▶ **What you will do**
Rewrite the data from the line with "BATCH JOB #2094 — Class: shirt sleeve" through the end of the data, replacing "Expected format" with "Required format" and leaving all else unchanged.

▶ **Records supplied**
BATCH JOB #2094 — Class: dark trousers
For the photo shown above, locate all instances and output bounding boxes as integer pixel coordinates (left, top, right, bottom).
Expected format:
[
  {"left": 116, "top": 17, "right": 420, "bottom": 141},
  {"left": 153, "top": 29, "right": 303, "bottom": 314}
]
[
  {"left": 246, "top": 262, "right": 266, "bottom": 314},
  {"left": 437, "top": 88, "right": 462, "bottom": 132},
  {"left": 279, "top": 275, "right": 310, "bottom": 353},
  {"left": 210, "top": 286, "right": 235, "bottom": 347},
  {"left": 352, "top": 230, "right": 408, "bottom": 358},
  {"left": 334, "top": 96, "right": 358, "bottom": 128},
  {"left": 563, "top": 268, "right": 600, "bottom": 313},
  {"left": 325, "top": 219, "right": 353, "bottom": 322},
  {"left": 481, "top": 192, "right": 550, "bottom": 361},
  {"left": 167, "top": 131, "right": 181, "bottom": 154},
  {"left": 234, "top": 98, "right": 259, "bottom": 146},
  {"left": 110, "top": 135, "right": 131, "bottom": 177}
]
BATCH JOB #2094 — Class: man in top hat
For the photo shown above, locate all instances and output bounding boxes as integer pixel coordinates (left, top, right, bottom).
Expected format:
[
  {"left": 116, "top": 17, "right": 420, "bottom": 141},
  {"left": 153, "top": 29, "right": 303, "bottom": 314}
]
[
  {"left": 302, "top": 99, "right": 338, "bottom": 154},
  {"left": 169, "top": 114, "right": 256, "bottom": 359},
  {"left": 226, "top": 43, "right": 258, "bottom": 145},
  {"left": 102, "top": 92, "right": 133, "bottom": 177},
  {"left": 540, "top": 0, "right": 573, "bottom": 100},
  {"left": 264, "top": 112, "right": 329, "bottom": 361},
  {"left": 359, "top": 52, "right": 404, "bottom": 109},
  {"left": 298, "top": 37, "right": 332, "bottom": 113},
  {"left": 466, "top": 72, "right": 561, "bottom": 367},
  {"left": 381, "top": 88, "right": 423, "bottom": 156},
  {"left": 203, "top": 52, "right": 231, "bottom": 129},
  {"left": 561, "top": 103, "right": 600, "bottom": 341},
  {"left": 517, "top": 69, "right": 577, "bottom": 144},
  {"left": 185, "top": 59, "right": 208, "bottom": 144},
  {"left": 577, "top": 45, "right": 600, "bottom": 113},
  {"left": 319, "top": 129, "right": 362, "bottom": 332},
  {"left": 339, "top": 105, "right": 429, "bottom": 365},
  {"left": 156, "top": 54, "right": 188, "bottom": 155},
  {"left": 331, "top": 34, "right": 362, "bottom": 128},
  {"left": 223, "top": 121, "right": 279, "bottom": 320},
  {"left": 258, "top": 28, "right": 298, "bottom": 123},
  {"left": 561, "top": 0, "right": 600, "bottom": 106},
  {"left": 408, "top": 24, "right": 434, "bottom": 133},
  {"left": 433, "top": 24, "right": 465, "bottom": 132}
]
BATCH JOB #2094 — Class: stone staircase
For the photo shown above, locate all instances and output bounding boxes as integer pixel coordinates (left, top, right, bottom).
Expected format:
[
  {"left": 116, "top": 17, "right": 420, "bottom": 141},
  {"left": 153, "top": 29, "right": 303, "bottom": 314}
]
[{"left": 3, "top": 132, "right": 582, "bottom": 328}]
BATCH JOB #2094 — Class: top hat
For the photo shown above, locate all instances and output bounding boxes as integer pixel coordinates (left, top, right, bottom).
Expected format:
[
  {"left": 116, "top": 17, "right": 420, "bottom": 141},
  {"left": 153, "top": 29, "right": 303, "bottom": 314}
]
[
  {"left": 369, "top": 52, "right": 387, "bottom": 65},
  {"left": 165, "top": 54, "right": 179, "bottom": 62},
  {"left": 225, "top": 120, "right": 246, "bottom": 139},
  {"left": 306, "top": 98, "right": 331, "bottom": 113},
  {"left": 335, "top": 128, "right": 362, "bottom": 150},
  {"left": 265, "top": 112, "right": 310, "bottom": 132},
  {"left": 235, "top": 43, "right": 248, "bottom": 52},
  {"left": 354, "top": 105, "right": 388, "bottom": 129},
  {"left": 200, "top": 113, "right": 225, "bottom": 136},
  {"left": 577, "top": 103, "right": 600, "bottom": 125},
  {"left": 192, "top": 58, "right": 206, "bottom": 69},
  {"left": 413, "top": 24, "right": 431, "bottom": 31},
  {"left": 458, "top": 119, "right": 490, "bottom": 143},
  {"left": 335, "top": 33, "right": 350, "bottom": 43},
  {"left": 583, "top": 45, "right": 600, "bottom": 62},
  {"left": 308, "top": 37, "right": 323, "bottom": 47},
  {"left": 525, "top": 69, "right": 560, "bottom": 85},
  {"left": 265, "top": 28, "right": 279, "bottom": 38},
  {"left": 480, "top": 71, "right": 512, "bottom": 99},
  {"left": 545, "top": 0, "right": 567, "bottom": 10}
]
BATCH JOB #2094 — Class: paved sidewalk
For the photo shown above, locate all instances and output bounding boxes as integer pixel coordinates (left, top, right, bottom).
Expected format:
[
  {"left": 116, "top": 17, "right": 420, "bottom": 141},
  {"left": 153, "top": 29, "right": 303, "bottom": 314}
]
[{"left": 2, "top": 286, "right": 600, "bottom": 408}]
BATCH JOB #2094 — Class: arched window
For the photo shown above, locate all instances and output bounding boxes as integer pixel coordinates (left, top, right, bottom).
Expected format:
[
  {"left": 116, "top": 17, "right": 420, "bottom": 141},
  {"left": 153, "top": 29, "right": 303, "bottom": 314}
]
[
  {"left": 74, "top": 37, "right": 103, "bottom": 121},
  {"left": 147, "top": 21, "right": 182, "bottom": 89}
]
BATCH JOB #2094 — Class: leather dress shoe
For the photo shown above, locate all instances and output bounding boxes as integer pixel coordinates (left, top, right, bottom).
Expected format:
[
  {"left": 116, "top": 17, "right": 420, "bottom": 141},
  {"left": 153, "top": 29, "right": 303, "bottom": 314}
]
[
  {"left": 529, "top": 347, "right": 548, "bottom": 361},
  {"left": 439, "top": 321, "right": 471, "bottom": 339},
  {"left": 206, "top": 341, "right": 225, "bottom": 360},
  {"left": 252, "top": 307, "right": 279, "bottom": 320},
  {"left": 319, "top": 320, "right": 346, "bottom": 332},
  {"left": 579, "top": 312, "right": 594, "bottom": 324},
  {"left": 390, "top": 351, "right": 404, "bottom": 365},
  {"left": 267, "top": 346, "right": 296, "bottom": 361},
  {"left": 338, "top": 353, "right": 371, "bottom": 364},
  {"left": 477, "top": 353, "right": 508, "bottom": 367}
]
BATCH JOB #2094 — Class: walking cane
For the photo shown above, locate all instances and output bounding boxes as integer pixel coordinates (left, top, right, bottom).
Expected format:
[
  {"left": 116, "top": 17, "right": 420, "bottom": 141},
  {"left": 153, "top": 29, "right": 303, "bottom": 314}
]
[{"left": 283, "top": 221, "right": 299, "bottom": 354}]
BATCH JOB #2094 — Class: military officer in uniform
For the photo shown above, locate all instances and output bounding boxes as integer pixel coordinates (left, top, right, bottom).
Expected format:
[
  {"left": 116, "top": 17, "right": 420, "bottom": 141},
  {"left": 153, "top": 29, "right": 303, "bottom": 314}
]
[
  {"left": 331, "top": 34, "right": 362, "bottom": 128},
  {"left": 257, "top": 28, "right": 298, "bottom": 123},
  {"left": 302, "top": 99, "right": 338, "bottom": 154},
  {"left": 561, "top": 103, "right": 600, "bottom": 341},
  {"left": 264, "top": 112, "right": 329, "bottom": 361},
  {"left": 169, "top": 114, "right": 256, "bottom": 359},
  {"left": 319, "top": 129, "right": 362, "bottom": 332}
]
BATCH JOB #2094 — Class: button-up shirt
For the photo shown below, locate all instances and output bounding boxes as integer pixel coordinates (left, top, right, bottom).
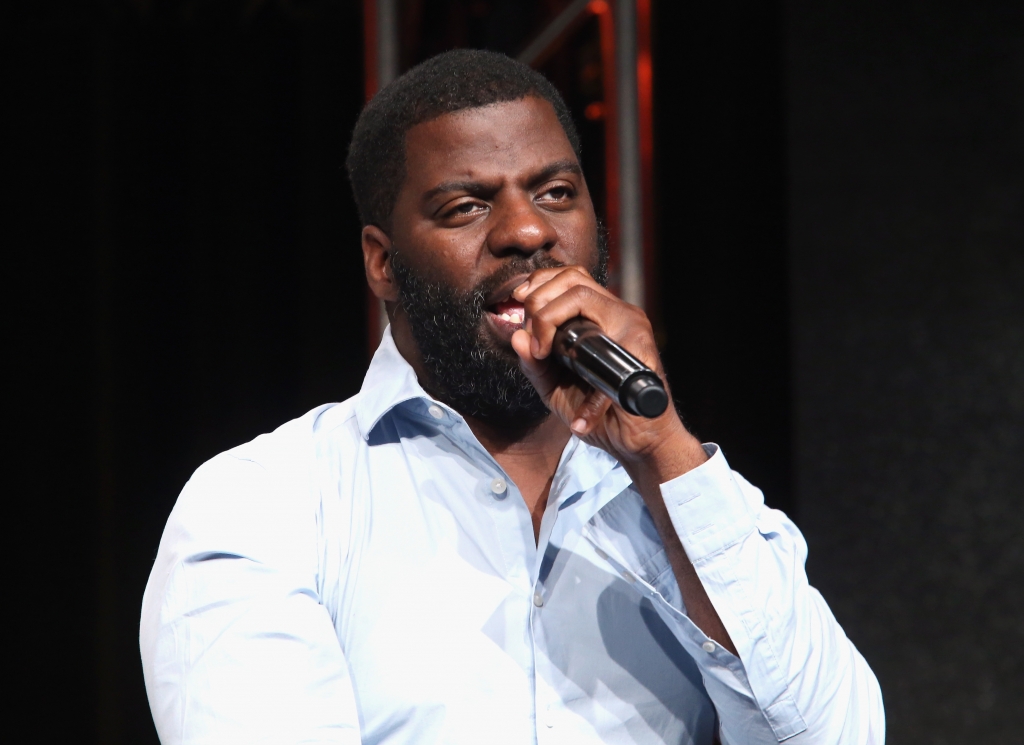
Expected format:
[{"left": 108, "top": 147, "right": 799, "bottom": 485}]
[{"left": 140, "top": 334, "right": 884, "bottom": 745}]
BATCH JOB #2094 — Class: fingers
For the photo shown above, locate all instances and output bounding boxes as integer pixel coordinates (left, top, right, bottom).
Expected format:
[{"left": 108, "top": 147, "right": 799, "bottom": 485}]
[
  {"left": 513, "top": 266, "right": 660, "bottom": 369},
  {"left": 569, "top": 389, "right": 611, "bottom": 437}
]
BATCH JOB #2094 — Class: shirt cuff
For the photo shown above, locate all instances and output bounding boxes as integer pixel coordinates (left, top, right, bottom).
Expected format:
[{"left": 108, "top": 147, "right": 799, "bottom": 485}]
[{"left": 662, "top": 443, "right": 757, "bottom": 564}]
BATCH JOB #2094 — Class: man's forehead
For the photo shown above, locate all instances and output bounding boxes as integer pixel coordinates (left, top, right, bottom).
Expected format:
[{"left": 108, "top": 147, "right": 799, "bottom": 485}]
[{"left": 406, "top": 96, "right": 575, "bottom": 180}]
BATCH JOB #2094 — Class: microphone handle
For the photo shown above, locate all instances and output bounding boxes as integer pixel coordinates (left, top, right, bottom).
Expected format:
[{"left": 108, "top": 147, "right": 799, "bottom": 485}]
[{"left": 554, "top": 317, "right": 669, "bottom": 419}]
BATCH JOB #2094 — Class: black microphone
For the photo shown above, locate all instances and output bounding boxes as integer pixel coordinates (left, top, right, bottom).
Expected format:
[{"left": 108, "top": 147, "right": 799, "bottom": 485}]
[{"left": 553, "top": 317, "right": 669, "bottom": 419}]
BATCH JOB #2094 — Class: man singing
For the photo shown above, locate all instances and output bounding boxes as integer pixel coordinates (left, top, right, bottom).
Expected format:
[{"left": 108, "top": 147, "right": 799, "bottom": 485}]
[{"left": 141, "top": 51, "right": 885, "bottom": 745}]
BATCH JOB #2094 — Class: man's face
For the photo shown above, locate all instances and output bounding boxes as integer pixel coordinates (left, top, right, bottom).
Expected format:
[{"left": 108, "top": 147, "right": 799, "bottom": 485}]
[{"left": 391, "top": 97, "right": 605, "bottom": 425}]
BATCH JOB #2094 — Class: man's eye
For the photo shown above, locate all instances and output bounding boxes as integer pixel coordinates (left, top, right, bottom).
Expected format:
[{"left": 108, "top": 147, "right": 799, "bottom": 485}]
[
  {"left": 541, "top": 186, "right": 572, "bottom": 203},
  {"left": 444, "top": 202, "right": 483, "bottom": 217}
]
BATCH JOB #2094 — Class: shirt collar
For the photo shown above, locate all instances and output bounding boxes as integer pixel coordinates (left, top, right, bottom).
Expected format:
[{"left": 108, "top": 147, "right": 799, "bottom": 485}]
[
  {"left": 355, "top": 324, "right": 438, "bottom": 439},
  {"left": 355, "top": 324, "right": 630, "bottom": 501}
]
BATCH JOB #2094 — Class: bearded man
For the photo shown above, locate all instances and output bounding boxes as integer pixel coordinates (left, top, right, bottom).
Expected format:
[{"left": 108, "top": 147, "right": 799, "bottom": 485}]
[{"left": 141, "top": 51, "right": 884, "bottom": 745}]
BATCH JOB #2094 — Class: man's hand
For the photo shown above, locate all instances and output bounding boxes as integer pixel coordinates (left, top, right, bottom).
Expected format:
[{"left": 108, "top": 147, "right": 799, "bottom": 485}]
[
  {"left": 512, "top": 266, "right": 706, "bottom": 484},
  {"left": 512, "top": 266, "right": 736, "bottom": 654}
]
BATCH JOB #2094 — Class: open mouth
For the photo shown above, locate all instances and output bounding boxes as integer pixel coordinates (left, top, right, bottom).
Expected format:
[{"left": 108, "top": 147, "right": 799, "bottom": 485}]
[{"left": 487, "top": 298, "right": 526, "bottom": 328}]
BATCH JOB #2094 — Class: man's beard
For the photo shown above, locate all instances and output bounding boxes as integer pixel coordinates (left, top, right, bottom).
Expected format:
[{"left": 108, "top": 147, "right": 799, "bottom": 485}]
[{"left": 391, "top": 231, "right": 608, "bottom": 432}]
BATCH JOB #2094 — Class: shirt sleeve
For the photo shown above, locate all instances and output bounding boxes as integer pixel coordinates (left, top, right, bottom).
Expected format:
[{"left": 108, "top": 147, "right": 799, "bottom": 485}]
[
  {"left": 140, "top": 454, "right": 359, "bottom": 745},
  {"left": 589, "top": 445, "right": 885, "bottom": 745}
]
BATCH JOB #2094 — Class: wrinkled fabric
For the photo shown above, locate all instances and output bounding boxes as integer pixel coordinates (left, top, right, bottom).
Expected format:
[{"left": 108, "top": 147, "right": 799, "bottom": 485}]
[{"left": 140, "top": 325, "right": 885, "bottom": 745}]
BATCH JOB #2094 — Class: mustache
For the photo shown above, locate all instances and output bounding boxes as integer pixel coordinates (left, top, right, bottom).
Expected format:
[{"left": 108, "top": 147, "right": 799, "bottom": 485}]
[{"left": 468, "top": 253, "right": 565, "bottom": 313}]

▶ **Answer for this exercise**
BATCH JOB #2094 — Class: shirt sleeve
For the photo shown above, locate all instances and output bounding boxes as integer pixel coordinates (left, top, right, bottom).
Required format:
[{"left": 108, "top": 147, "right": 799, "bottom": 485}]
[
  {"left": 140, "top": 454, "right": 359, "bottom": 745},
  {"left": 589, "top": 445, "right": 885, "bottom": 745}
]
BATCH JOB #2094 — Class: wrinkled fabric
For the photo shown above, locate all instances and output bounding boxes as integer pixel coordinates (left, top, right, bottom).
Required format:
[{"left": 108, "top": 147, "right": 799, "bottom": 485}]
[{"left": 140, "top": 325, "right": 885, "bottom": 745}]
BATCH JOB #2094 — Class: mustache
For the photo shown above, locate all instances and output bounding boxes as integer pixel coordinates (left, top, right, bottom).
Required format:
[{"left": 108, "top": 147, "right": 799, "bottom": 485}]
[{"left": 468, "top": 253, "right": 565, "bottom": 313}]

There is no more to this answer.